**TASKS TO COMPLETE**
[1] Quote the article on Andrew Pennington from "Andrew James Pennington" up to and including "assassination in 2000.".
[2] According to the article on Andrew Pennington, in which year did he posthumously receive the George Medal?

==== DOCUMENT TEXT ====

Gloucestershire County Councillor
- In office 1985 – 28 January 2000
- Constituency: Hesters Way

Personal details
- Born: 1 February 1960 Warrington, Lancashire, England
- Died: 28 January 2000 (aged 39) Cheltenham, Gloucestershire, England
- Cause of death: Assassination by stabbing
- Party: Liberal Democrats (from 1988)
- Other political affiliations: Liberal (until 1988)
- Occupation: Politician
- Known for: Murder victim

= Andrew Pennington =

British politician (1960–2000)

Andrew James Pennington (1 February 1960 – 28 January 2000) was a British Liberal Democrat politician and a posthumous recipient of the George Medal in 2001. He was a Gloucestershire County Councillor from 1985 until his assassination in 2000.

==Political career==
Pennington lived in Cheltenham, Gloucestershire. He was elected as a Liberal to Gloucestershire County Council in the 1985 election, defeating the incumbent Labour councillor in the Hesters Way division with a majority of 183 votes, obtaining 38.6% of the vote overall. He was re-elected as a Liberal Democrat in 1989 with 70.1% of the vote (a majority of 1,307 votes), and in 1993 held his seat with 73.3% of the vote (a majority of 1,272 votes). In his last election in 1997, he was re-elected with 65.2% of the vote (a majority of 2,071 votes).

==Murder==
On 28 January 2000, Pennington was acting as an assistant to Nigel Jones, the Liberal Democrat Member of Parliament (MP) for Cheltenham, during Jones's constituency surgery. A constituent, Robert Ashman, whom Jones had been helping with legal disputes, attended the surgery and suddenly attacked Jones with a samurai sword. Pennington came to Jones's defence but was fatally injured; he was stabbed nine times from behind, with at least six of the wounds going all the way through his body. Jones survived the attack but suffered severe injuries to his hands. In 2003, Ashman was found guilty of the attempted murder of Jones and admitted to Pennington's manslaughter on the grounds of diminished responsibility.

==== ENTRIES SHOWN ====

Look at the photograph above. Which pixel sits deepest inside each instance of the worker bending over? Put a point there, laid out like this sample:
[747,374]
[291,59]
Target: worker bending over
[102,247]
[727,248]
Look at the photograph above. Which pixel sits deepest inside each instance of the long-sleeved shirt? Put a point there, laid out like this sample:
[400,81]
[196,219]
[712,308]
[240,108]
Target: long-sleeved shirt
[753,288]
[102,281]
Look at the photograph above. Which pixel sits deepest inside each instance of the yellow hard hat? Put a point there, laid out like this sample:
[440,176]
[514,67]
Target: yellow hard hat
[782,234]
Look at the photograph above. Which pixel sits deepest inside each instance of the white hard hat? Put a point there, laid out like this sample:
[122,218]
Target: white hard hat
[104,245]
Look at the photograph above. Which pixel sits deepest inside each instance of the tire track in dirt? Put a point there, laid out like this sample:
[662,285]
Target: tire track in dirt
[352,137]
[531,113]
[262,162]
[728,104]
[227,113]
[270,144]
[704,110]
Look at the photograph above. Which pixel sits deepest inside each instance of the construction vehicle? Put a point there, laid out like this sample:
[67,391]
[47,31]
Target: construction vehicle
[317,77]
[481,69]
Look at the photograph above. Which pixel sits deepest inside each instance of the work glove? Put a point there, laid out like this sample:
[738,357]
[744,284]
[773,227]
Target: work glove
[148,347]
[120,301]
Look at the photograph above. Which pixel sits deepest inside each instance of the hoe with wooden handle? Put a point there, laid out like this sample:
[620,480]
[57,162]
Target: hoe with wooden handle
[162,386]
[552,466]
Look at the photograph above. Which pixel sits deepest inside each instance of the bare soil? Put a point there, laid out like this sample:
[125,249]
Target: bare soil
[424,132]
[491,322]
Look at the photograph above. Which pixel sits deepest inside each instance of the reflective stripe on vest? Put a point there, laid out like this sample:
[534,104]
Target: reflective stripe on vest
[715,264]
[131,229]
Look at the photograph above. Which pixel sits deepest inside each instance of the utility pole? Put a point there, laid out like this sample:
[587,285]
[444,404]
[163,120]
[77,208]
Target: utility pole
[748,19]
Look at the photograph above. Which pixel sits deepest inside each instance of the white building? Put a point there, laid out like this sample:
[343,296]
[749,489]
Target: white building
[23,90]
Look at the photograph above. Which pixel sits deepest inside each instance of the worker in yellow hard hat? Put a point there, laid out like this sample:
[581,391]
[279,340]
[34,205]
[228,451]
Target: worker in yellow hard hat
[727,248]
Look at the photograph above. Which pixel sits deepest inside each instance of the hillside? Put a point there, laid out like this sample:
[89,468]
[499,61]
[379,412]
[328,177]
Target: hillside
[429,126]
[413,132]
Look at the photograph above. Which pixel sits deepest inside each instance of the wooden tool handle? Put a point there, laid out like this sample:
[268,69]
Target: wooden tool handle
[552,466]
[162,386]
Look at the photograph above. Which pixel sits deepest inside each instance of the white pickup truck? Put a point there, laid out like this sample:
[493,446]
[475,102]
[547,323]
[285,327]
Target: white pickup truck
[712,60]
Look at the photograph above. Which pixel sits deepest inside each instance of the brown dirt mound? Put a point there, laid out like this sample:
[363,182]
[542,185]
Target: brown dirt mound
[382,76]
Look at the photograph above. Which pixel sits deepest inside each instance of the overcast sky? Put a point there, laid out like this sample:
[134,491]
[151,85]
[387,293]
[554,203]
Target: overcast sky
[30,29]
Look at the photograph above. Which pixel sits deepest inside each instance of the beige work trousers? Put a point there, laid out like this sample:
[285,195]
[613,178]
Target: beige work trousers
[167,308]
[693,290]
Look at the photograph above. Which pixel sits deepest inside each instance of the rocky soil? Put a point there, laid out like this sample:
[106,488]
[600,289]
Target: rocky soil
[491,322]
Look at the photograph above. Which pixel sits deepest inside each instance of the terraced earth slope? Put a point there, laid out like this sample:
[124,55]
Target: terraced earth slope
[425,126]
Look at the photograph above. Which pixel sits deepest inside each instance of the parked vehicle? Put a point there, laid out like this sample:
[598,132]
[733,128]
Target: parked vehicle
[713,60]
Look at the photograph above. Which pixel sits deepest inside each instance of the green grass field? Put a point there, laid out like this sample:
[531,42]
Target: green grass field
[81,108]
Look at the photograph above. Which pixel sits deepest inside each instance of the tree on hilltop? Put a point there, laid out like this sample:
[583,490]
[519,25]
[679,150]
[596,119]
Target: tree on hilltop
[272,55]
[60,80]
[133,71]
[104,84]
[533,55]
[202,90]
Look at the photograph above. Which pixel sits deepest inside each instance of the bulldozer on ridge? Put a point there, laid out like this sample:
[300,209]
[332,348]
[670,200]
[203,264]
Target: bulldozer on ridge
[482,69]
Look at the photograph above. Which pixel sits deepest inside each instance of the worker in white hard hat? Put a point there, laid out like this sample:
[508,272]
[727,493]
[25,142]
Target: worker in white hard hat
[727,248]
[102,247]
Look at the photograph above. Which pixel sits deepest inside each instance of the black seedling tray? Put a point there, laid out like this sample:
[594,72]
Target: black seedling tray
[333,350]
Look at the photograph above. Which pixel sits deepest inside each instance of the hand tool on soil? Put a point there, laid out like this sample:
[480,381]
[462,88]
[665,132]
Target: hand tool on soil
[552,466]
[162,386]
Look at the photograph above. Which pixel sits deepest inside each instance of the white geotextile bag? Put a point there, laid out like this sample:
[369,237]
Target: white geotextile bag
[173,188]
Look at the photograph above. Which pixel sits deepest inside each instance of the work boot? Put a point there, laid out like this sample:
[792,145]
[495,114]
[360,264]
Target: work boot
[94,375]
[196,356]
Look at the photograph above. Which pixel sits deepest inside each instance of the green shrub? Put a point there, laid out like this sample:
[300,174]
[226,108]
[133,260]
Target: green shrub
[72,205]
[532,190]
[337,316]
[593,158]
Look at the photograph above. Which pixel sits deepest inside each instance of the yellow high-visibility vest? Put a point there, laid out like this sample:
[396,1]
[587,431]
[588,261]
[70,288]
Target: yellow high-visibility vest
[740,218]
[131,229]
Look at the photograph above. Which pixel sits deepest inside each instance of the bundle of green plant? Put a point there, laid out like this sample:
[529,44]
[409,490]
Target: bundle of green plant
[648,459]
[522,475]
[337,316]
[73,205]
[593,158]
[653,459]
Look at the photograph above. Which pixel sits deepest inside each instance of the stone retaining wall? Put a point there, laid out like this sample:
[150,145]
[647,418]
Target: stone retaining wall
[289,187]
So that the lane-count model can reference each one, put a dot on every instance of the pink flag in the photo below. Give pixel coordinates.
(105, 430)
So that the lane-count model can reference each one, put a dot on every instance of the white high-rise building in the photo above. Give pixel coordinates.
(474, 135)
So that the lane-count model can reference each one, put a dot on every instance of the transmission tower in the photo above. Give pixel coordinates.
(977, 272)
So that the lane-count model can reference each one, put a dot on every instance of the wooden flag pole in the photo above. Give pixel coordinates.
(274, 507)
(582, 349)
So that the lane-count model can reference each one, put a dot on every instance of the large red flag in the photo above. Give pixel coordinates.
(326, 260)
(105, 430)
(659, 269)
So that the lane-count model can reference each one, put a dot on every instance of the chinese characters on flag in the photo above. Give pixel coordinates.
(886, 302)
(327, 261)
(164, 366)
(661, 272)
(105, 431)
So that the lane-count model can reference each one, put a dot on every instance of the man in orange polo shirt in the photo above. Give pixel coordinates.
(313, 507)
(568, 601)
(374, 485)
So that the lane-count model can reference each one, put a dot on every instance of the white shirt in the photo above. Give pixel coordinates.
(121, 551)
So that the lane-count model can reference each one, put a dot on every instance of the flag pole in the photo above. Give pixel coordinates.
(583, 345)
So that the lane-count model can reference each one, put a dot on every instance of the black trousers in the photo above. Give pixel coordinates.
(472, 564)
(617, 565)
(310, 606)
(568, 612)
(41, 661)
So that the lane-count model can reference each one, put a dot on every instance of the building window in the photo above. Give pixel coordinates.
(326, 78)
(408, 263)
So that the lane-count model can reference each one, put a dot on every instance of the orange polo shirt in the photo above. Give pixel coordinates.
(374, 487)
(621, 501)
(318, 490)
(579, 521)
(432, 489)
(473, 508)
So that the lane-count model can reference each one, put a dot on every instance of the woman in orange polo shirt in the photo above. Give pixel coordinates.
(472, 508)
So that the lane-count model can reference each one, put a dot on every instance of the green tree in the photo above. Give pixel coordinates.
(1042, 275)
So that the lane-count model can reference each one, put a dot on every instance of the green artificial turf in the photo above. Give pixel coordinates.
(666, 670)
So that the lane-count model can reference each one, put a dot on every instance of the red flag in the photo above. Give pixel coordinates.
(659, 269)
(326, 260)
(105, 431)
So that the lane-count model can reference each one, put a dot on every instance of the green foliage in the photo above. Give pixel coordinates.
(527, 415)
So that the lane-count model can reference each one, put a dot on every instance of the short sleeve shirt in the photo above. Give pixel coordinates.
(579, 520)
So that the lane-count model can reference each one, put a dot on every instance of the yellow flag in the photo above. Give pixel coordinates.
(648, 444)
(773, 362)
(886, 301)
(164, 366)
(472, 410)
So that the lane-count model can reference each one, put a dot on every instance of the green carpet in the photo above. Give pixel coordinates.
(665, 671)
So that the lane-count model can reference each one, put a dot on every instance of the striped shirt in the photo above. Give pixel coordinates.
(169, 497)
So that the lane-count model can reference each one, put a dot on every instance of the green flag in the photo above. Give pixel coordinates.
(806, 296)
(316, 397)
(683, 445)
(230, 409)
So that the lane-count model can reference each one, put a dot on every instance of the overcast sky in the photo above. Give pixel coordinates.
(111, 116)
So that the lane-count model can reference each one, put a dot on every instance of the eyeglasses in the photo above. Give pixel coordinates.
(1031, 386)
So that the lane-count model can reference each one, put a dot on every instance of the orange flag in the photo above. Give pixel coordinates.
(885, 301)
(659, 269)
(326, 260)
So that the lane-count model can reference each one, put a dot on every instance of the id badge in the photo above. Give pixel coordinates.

====

**RESPONSES FOR EACH TASK**
[1]
Andrew James Pennington (1 February 1960 – 28 January 2000) was a British Liberal Democrat politician and a posthumous recipient of the George Medal in 2001. He was a Gloucestershire County Councillor from 1985 until his assassination in 2000.

[2] 2001